======== MATERIALS PROVIDED ========

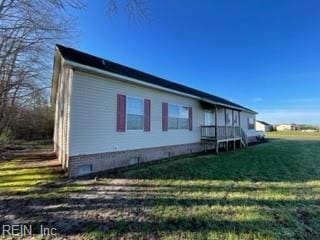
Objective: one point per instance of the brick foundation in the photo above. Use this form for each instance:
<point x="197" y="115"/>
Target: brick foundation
<point x="112" y="160"/>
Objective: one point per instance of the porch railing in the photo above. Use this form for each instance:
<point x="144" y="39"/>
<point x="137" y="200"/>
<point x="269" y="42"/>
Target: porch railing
<point x="220" y="132"/>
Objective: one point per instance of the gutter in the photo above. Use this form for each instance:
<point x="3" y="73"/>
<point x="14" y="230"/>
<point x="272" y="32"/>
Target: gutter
<point x="105" y="73"/>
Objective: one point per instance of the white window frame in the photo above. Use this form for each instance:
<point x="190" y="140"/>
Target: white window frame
<point x="127" y="100"/>
<point x="179" y="106"/>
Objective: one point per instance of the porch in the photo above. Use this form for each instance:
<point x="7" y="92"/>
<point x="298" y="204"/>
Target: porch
<point x="230" y="137"/>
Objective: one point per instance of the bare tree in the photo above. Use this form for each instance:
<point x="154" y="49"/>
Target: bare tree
<point x="135" y="9"/>
<point x="28" y="30"/>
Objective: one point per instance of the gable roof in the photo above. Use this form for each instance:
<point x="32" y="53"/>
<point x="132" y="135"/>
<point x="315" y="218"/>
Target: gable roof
<point x="264" y="123"/>
<point x="82" y="58"/>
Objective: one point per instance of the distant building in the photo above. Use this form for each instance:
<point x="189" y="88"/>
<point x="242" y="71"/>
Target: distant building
<point x="263" y="126"/>
<point x="286" y="127"/>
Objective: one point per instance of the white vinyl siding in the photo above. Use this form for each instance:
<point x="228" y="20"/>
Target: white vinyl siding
<point x="93" y="115"/>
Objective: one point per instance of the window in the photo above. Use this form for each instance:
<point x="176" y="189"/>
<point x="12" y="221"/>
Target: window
<point x="135" y="113"/>
<point x="235" y="117"/>
<point x="228" y="120"/>
<point x="178" y="117"/>
<point x="84" y="169"/>
<point x="250" y="123"/>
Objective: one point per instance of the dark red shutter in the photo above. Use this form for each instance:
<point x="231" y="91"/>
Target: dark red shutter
<point x="164" y="116"/>
<point x="190" y="118"/>
<point x="121" y="113"/>
<point x="147" y="113"/>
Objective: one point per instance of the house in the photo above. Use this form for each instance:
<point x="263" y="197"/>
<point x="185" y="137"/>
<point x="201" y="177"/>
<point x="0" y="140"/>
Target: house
<point x="108" y="116"/>
<point x="286" y="127"/>
<point x="263" y="126"/>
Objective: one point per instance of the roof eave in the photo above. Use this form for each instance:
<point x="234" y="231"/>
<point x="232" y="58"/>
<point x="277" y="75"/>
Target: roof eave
<point x="104" y="73"/>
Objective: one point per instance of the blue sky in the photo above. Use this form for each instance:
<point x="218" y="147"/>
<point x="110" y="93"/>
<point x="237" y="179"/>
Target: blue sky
<point x="262" y="54"/>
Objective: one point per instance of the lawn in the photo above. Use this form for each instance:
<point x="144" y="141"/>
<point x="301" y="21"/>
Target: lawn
<point x="267" y="191"/>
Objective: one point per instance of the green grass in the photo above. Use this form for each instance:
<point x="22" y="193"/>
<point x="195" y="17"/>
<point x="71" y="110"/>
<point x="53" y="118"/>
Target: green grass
<point x="267" y="191"/>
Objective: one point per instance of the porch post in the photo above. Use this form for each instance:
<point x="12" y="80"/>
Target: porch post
<point x="216" y="120"/>
<point x="233" y="131"/>
<point x="225" y="122"/>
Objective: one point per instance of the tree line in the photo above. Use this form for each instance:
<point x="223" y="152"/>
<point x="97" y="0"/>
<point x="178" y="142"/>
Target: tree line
<point x="29" y="31"/>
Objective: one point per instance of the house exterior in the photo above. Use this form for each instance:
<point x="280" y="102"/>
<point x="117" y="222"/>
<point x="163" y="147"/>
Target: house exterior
<point x="286" y="127"/>
<point x="263" y="126"/>
<point x="109" y="116"/>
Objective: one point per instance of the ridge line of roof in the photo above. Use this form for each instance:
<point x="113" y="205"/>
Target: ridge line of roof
<point x="113" y="67"/>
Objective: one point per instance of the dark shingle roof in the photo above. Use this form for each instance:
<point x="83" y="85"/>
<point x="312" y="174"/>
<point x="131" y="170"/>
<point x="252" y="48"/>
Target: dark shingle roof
<point x="265" y="123"/>
<point x="103" y="64"/>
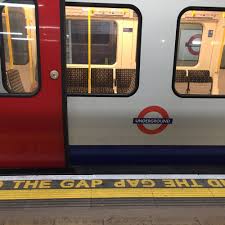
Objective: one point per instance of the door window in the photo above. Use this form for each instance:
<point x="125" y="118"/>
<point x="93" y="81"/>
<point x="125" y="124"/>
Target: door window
<point x="19" y="71"/>
<point x="199" y="53"/>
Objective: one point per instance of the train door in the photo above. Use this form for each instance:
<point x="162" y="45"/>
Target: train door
<point x="31" y="112"/>
<point x="140" y="78"/>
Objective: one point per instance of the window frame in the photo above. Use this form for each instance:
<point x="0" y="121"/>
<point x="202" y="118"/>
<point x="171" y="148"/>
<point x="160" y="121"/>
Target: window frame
<point x="191" y="8"/>
<point x="138" y="52"/>
<point x="94" y="44"/>
<point x="2" y="56"/>
<point x="197" y="61"/>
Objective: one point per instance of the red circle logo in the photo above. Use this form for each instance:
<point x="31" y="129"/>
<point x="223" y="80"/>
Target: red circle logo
<point x="164" y="121"/>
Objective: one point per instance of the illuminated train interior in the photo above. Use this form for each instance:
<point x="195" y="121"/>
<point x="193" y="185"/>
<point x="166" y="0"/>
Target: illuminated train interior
<point x="101" y="51"/>
<point x="112" y="72"/>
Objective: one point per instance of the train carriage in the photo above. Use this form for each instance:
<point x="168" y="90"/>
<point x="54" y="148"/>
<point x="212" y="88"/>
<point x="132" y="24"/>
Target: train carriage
<point x="110" y="79"/>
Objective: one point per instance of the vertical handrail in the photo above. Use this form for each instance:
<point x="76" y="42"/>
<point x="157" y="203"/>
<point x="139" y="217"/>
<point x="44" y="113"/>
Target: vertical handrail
<point x="29" y="39"/>
<point x="9" y="37"/>
<point x="222" y="47"/>
<point x="89" y="50"/>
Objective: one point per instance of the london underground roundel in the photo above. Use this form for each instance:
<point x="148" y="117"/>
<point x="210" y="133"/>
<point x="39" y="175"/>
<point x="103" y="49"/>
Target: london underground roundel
<point x="149" y="124"/>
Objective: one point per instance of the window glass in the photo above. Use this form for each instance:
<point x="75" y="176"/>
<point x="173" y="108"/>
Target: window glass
<point x="223" y="59"/>
<point x="189" y="44"/>
<point x="101" y="49"/>
<point x="103" y="40"/>
<point x="18" y="49"/>
<point x="200" y="54"/>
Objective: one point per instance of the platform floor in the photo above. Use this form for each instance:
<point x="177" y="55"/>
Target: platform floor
<point x="115" y="215"/>
<point x="113" y="200"/>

========

• **PROMPT**
Lines from the one containing "Objective: one point per instance of the london" through the final line are to be given again verbatim, with nothing before or after.

• **RESPONSE FOR THIS EXERCISE**
Objective: one point per instance of the london underground roundel in the photo above. Use this form for each instance:
<point x="148" y="117"/>
<point x="210" y="133"/>
<point x="39" y="175"/>
<point x="103" y="49"/>
Target: london underground roundel
<point x="149" y="124"/>
Objective: one point per instance of the window glass in the photo above. Use this form for each instance:
<point x="75" y="176"/>
<point x="173" y="108"/>
Target: window glass
<point x="223" y="59"/>
<point x="189" y="44"/>
<point x="101" y="49"/>
<point x="103" y="40"/>
<point x="18" y="49"/>
<point x="200" y="54"/>
Objective: one point per instance of the platform floor in the photo above. Use this form for each instance:
<point x="177" y="55"/>
Target: platform floor
<point x="115" y="215"/>
<point x="113" y="200"/>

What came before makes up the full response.